Personality differences

Women, on average, have more:

  • Openness directed towards feelings and aesthetics rather than ideas. Women generally also have a stronger interest in people rather than things, relative to men (also interpreted as empathizing vs. systemizing).

  • These two differences in part explain why women relatively prefer jobs in social or artistic areas. More men may like coding because it requires systemizing and even within SWEs, comparatively more women work on front end, which deals with both people and aesthetics.

  • Extraversion expressed as gregariousness rather than assertiveness. Also, higher agreeableness.

  • This leads to women generally having a harder time negotiating salary, asking for raises, speaking up, and leading. Note that these are just average differences and there’s overlap between men and women, but this is seen solely as a women’s issue. This leads to exclusory programs like Stretch and swaths of men without support.

▶ Data rows
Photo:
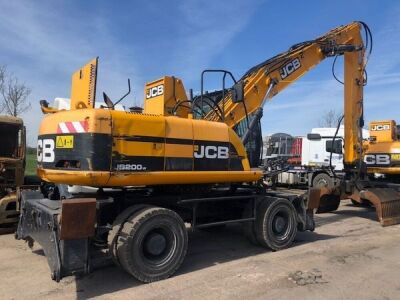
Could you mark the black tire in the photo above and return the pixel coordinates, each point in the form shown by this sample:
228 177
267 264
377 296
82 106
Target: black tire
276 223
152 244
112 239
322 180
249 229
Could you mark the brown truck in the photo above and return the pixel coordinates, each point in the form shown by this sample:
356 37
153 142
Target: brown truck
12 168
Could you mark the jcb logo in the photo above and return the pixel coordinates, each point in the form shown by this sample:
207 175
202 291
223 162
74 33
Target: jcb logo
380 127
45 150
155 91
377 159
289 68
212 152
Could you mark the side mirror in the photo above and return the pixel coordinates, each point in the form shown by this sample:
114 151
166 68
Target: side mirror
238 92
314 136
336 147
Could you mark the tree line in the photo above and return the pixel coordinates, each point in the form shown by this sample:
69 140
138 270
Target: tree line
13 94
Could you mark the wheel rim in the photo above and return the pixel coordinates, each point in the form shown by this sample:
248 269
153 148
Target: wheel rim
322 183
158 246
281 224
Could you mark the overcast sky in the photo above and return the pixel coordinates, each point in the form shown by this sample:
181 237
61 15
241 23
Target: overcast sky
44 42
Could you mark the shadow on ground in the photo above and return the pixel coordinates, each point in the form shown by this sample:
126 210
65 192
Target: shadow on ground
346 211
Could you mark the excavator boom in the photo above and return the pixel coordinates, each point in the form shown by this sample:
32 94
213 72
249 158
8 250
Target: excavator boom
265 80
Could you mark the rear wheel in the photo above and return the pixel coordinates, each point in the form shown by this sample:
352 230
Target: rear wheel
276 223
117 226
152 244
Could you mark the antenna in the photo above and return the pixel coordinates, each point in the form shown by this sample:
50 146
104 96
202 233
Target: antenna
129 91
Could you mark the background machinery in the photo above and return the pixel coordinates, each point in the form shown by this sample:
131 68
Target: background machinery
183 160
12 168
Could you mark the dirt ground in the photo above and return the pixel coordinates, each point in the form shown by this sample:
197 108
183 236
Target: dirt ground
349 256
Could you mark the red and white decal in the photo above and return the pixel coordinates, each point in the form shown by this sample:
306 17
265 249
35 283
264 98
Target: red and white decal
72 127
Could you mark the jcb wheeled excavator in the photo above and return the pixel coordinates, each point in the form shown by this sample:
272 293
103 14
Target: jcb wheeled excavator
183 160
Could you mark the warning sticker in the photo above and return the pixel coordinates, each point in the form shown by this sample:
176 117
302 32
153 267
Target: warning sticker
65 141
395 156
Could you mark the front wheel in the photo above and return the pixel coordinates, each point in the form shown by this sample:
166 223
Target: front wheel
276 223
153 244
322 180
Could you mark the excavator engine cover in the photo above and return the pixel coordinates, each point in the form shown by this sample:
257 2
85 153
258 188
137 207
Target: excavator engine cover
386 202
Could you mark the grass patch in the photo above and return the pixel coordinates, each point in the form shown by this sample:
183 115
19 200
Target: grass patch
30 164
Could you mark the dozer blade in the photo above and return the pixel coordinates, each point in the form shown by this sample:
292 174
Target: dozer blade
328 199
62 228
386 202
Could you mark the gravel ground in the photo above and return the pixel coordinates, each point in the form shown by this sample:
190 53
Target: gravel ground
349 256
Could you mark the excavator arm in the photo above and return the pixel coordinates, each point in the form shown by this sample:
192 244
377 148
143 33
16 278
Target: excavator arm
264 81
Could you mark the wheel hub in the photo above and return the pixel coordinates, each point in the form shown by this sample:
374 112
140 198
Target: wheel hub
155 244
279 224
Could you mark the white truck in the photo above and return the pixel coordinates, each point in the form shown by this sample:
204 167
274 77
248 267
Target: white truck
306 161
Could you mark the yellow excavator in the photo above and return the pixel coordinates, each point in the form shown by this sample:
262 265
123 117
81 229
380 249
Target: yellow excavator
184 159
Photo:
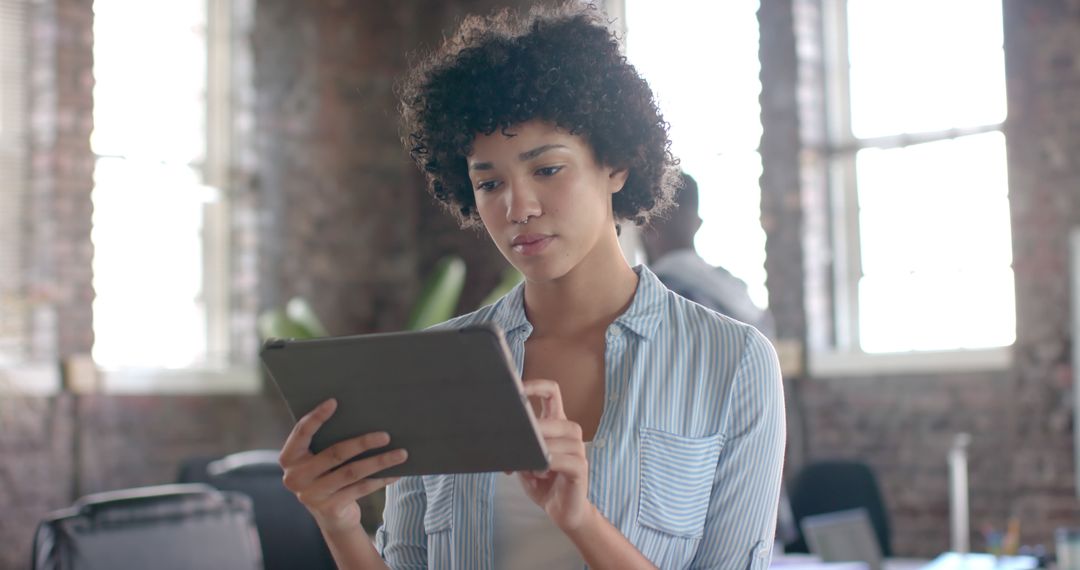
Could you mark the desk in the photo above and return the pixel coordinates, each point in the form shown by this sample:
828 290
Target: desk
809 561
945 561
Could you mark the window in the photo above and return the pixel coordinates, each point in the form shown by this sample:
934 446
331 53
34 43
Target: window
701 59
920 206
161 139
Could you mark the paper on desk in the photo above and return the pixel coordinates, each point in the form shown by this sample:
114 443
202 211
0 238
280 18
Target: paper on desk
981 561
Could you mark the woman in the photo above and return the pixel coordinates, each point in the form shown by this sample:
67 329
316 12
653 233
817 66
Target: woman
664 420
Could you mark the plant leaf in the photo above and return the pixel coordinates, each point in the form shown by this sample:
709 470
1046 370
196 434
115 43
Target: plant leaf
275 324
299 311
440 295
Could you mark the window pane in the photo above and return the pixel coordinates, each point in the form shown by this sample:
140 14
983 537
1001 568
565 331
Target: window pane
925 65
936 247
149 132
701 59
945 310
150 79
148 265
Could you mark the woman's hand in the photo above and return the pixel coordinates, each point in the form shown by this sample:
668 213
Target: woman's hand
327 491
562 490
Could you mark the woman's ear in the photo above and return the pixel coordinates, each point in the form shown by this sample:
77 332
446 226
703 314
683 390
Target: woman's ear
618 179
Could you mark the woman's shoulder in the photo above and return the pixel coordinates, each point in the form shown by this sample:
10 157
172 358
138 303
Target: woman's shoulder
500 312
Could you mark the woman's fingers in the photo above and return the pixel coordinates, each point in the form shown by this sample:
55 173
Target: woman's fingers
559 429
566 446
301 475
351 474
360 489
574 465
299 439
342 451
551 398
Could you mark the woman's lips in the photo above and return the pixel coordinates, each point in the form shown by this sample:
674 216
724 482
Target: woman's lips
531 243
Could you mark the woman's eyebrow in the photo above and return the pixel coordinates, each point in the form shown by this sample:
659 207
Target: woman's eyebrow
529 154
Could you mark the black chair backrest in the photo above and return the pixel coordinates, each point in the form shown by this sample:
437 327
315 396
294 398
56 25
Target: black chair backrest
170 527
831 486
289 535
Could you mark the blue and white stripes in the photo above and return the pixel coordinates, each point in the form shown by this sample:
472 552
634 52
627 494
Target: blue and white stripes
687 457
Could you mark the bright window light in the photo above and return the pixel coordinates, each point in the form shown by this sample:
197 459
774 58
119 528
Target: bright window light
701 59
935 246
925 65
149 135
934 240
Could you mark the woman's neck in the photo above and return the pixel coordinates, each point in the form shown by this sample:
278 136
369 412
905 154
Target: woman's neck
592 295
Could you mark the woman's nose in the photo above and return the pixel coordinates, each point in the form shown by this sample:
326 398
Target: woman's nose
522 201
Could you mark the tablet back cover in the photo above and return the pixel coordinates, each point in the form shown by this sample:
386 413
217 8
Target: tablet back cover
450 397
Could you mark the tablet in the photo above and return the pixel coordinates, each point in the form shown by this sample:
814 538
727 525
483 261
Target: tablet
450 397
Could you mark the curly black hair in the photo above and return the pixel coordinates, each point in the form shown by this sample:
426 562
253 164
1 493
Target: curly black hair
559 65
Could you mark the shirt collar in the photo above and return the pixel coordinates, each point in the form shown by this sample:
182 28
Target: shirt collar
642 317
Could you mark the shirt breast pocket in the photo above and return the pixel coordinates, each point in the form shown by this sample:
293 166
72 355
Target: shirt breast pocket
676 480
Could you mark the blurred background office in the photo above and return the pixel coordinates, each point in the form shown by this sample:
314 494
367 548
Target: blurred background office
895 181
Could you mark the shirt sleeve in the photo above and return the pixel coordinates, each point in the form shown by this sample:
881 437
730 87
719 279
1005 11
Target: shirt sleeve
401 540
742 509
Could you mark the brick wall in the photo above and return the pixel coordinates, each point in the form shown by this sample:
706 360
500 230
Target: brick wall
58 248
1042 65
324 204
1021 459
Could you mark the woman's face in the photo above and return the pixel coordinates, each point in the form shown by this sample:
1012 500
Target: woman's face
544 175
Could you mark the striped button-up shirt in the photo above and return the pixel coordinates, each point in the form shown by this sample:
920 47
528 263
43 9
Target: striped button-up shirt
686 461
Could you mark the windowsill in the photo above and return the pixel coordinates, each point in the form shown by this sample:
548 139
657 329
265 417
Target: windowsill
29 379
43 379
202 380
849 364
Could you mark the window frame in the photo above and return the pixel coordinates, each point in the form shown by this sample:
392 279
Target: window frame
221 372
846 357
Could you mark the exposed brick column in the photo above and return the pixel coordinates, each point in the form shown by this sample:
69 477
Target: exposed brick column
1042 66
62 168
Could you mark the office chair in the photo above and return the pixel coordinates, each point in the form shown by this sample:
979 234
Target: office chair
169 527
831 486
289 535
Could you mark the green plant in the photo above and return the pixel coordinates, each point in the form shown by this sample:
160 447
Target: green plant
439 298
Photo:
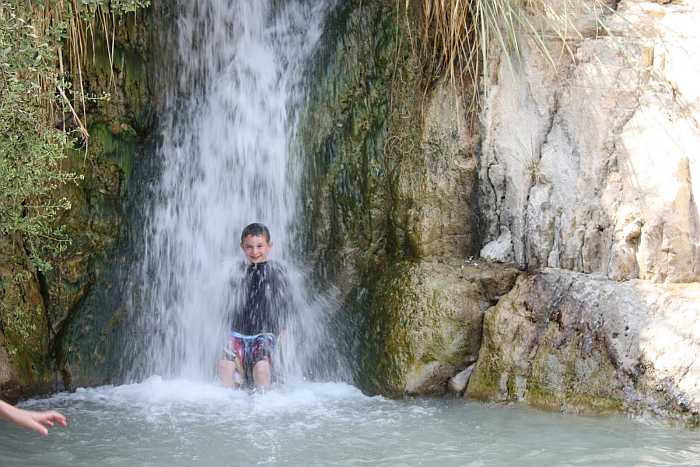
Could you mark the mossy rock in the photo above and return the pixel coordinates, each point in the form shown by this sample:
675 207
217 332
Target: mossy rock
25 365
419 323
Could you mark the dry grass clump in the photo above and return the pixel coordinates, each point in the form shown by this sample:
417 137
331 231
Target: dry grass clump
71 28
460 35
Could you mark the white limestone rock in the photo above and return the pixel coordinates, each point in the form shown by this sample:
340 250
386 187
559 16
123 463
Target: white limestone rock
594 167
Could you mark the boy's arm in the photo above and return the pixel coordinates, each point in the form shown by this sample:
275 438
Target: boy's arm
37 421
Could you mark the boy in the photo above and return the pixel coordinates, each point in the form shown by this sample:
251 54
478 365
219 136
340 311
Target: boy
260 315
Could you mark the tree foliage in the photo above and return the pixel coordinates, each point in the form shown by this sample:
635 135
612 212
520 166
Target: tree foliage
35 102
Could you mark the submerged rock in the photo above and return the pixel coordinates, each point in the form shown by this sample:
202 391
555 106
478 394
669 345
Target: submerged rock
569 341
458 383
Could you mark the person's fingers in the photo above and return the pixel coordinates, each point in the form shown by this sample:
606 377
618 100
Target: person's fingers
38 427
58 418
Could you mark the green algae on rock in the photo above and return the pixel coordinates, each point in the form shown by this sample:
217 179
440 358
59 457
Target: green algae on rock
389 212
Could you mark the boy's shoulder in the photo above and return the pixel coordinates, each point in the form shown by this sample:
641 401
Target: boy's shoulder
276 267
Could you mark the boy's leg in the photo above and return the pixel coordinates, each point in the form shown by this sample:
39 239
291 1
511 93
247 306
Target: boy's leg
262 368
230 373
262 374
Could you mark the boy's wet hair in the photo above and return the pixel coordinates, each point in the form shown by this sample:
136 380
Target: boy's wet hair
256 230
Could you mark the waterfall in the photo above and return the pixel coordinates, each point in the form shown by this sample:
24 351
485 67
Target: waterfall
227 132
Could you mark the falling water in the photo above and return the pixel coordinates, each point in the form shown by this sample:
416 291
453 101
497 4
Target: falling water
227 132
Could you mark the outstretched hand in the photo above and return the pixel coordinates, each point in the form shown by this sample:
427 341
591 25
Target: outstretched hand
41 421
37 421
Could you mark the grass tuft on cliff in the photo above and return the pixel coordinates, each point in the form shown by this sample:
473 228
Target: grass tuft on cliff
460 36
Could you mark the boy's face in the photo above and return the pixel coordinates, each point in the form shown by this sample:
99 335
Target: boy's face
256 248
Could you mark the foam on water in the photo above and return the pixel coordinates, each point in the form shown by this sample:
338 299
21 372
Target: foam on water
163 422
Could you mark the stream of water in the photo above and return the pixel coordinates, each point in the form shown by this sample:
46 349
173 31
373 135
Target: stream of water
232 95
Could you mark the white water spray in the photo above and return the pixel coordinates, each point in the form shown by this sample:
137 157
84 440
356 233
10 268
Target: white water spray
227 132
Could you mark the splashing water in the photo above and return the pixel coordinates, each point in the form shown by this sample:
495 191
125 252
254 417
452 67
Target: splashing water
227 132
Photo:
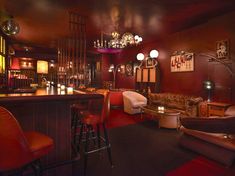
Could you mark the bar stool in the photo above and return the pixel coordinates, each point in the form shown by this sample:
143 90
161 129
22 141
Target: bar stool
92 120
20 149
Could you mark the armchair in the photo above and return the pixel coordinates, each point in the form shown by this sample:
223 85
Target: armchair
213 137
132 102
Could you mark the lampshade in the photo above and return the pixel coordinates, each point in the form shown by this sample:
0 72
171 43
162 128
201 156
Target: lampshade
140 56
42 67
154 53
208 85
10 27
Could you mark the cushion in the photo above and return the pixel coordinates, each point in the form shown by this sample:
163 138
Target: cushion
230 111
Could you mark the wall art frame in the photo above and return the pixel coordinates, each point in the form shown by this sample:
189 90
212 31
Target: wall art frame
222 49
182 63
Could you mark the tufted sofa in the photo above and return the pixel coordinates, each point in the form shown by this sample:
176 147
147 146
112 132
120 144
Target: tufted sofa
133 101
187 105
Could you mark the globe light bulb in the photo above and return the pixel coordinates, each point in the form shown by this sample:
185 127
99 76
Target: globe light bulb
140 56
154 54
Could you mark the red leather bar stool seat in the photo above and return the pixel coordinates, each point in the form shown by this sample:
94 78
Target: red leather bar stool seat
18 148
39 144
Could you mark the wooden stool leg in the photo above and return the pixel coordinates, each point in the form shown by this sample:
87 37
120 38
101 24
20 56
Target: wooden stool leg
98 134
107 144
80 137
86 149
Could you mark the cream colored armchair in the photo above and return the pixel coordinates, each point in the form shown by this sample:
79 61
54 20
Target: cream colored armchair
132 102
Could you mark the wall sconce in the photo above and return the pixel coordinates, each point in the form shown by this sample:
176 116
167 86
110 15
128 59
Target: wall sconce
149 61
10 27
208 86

▶ What to work on
A. Answer each question from the text on personality differences:
(i) Toward what is women's greater openness directed?
(ii) On which kind of software engineering work do comparatively more women work?
(iii) Which program does the text call exclusory?
B. List every activity that, according to the personality-differences text, women generally have a harder time with.
C. According to the personality-differences text, why do comparatively more women among SWEs work on front end?
Answer using only the personality-differences text.

▶ Expected results
A.
(i) Toward feelings and aesthetics rather than ideas.
(ii) Front end.
(iii) Stretch.

B. Negotiating salary, asking for raises, speaking up, and leading.

C. Front end deals with both people and aesthetics. The text says these match two differences: women's stronger interest in people and their openness toward aesthetics.